■ **Given instruction**
Retype the listing below without any changes, beginning at the line that contains "For the benchmark, mark every instance of the person" and continuing through the end of the listing.
————
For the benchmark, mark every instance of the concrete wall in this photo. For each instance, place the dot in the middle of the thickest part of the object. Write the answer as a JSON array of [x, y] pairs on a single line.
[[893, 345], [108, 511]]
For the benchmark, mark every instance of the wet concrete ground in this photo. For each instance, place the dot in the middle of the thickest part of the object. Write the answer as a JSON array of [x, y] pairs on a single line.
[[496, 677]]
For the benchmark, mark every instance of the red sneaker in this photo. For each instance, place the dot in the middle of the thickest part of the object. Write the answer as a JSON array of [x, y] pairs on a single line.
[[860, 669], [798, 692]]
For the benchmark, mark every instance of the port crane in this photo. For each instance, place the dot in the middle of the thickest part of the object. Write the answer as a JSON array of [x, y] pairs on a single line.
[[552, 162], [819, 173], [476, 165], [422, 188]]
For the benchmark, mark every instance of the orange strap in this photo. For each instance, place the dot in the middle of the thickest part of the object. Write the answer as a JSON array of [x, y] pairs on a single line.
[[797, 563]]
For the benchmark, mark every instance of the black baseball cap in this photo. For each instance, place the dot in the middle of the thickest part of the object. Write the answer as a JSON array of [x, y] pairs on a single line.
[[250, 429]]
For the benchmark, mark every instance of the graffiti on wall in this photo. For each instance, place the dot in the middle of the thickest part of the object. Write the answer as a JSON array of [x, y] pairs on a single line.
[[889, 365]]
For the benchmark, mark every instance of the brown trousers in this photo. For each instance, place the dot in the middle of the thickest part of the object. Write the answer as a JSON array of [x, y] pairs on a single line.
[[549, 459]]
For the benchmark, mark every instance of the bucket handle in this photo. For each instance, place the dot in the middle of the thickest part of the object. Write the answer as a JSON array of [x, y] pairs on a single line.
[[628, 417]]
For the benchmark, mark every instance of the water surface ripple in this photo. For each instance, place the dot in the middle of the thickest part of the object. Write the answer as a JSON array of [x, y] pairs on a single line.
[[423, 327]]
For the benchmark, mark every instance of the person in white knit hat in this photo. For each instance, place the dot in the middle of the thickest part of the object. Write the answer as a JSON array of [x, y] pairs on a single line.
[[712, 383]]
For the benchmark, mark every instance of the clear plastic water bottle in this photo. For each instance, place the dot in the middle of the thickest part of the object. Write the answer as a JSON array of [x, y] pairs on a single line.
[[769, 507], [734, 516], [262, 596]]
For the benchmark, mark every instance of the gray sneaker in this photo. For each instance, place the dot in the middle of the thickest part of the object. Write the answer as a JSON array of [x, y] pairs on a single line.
————
■ **Correct result**
For the benchmark, mark every instance of the person in white knit hat in this photo. For each instance, place the dot in the middle of the thickest part of the object. Write the answer as a JSON array of [x, y] pairs on a single line.
[[712, 383]]
For the benchmark, mark every instance of the clear plastic water bottle in this photo. For each instance, place the dot in the middle of the thickest part of the object. Write the answer as a JSON array of [x, y] pairs on a single line.
[[769, 507], [734, 516], [262, 596]]
For the benchmark, mark every instance of the gray sneaker in this photo. For each instance, place the dot in the middle of the thickest part of the object. Write the answer as a JSON array of [x, y] pairs on a single line.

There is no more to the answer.